— STORED ROWS —
◆ ◆ ◆ ◆
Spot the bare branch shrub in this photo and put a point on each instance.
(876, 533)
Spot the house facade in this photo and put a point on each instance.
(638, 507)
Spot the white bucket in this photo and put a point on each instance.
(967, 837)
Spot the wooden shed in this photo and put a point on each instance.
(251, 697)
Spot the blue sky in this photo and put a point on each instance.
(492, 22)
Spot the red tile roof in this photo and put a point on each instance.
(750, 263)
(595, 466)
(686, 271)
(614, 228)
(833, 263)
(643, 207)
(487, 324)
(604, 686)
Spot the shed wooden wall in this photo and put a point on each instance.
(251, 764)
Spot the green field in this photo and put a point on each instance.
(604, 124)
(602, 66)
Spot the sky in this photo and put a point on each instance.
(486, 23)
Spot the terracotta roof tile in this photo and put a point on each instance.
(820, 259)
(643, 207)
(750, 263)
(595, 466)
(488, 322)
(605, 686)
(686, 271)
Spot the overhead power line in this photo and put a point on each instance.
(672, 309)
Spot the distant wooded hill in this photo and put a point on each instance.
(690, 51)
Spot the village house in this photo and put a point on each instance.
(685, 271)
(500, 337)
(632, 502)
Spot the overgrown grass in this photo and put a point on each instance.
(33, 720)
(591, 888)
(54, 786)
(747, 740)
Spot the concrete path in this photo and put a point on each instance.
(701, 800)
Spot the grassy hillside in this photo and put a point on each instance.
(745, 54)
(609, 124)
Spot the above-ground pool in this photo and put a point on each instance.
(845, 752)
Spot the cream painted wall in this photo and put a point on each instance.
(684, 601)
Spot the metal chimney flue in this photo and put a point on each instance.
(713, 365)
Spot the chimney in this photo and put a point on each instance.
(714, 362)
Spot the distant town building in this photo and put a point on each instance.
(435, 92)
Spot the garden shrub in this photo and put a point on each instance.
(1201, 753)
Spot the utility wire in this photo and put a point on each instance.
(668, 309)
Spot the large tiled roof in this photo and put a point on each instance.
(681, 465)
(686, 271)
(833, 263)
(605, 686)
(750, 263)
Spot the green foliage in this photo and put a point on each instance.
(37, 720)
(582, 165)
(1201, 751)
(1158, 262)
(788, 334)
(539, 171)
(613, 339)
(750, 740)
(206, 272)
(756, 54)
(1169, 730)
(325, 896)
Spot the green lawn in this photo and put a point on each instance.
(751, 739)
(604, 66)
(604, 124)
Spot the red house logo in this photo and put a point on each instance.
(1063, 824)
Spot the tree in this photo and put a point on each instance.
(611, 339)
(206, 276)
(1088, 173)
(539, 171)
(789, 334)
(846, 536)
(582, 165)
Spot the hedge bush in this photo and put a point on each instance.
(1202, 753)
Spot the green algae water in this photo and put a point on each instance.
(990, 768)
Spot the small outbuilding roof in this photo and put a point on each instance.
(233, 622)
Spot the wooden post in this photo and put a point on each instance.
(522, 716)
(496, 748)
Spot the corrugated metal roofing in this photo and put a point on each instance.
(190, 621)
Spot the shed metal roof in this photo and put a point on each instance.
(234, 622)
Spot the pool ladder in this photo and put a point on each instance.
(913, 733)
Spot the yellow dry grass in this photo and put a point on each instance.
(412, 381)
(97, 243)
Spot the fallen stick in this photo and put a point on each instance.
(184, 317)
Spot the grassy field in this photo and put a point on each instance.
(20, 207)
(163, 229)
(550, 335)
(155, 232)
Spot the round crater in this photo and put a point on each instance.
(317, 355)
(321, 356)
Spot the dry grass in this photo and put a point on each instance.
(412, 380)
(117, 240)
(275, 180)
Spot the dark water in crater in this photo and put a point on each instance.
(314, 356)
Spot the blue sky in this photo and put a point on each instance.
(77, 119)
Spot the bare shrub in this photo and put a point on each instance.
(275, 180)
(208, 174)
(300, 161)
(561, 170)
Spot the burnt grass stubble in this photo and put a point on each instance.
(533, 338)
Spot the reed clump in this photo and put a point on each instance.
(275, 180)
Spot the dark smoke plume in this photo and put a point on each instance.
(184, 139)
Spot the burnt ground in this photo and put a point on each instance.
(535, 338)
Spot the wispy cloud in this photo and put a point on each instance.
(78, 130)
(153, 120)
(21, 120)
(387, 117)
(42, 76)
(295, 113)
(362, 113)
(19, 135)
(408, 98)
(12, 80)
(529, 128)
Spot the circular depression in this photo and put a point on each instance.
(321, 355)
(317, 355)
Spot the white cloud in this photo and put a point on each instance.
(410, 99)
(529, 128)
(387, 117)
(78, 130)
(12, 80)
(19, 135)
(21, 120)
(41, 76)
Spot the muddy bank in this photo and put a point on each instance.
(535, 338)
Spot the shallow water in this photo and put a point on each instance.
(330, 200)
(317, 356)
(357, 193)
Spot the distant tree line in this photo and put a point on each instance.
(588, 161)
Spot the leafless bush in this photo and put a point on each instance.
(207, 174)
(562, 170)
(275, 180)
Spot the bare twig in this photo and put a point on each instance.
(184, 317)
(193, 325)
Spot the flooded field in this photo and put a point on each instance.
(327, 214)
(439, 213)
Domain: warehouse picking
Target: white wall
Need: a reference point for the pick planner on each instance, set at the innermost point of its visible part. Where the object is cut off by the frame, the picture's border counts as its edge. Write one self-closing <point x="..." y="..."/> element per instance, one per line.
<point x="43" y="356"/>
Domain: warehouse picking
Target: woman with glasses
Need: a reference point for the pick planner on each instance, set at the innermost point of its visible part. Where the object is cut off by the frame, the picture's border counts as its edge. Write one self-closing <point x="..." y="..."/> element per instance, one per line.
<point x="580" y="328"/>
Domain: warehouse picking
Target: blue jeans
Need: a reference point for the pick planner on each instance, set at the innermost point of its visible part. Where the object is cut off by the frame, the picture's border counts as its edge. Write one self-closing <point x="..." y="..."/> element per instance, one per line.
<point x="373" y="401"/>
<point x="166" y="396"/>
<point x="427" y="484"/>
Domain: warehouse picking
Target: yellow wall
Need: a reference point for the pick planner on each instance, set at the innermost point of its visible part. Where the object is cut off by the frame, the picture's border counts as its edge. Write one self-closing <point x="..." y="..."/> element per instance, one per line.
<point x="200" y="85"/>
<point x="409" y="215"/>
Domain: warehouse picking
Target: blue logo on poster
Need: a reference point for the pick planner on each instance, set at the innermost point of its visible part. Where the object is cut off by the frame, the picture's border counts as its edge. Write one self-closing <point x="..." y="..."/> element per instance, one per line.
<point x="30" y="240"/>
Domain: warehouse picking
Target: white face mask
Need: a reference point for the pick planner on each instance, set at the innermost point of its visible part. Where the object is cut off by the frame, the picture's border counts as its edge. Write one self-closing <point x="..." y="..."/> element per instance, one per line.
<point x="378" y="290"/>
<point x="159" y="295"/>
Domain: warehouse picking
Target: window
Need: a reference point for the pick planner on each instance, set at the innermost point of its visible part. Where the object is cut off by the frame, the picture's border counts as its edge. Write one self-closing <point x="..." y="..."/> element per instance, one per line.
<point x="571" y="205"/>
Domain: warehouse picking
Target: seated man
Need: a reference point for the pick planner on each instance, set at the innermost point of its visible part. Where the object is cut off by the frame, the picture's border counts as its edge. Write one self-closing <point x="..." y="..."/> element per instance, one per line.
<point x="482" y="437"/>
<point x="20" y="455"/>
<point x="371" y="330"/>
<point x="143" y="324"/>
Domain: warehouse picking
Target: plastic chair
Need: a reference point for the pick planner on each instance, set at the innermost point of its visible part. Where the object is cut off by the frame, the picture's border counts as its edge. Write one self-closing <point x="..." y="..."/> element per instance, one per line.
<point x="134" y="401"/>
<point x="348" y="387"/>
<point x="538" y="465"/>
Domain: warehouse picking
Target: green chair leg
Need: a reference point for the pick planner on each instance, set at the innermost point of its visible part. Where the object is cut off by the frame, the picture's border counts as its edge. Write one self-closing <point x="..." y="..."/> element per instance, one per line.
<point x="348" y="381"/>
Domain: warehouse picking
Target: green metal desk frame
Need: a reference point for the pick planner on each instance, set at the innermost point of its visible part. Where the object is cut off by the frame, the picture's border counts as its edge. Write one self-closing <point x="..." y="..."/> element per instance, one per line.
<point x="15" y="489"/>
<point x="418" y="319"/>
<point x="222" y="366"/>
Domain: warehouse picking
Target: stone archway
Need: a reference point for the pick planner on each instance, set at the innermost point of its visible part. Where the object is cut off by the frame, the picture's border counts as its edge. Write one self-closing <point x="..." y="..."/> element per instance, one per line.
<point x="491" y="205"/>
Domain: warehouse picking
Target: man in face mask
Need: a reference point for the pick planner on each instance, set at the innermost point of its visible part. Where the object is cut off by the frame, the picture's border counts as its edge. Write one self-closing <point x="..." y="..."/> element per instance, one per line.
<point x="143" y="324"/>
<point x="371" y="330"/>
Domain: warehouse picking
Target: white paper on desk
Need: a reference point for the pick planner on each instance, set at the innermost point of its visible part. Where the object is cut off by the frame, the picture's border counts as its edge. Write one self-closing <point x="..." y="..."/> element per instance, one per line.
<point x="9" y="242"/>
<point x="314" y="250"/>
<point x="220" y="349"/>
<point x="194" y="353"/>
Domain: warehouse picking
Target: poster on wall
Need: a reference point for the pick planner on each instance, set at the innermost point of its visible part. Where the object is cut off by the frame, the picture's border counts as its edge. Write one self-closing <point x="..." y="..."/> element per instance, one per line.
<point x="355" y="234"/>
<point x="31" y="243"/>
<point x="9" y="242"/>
◆ ◆ ◆ ◆
Rewrite the records starting at the line that contains "Spot the distant wooded" and ending at the line that contains "(1063, 824)", with "put a point on" replaced by "mark" and all else unchanged. Give only those lines.

Spot the distant wooded hill in this photo and mark each instance.
(690, 51)
Spot the village house in this photo and mark each instance.
(685, 271)
(500, 337)
(632, 502)
Spot the overgrown grass in this photo and mark each instance.
(33, 720)
(591, 888)
(54, 786)
(747, 740)
Spot the concrete path in this photo and mark each instance.
(701, 800)
Spot the grassy hillside in this photo and mark each instance.
(745, 54)
(609, 124)
Spot the above-ground pool in this photo and mark each instance.
(845, 752)
Spot the cream painted wall in this photo and mark each instance.
(684, 601)
Spot the metal chimney flue in this photo and mark each instance.
(713, 365)
Spot the chimney in this photo and mark each instance.
(714, 362)
Spot the distant town building in this photo and mark each instance.
(435, 92)
Spot the garden shrub in this photo and mark each instance.
(1201, 753)
Spot the utility wire in this photo and mark each instance.
(668, 309)
Spot the large tiled roof in this photo and mark each instance.
(681, 465)
(686, 271)
(833, 263)
(605, 686)
(750, 263)
Spot the green foliage in this photo and mark each instance.
(37, 720)
(582, 165)
(1201, 751)
(1158, 262)
(788, 334)
(539, 171)
(613, 339)
(750, 740)
(206, 272)
(756, 54)
(1169, 730)
(325, 896)
Spot the green lawn in this photo and mark each instance.
(751, 739)
(604, 66)
(604, 124)
Spot the red house logo in this photo and mark each instance.
(1063, 824)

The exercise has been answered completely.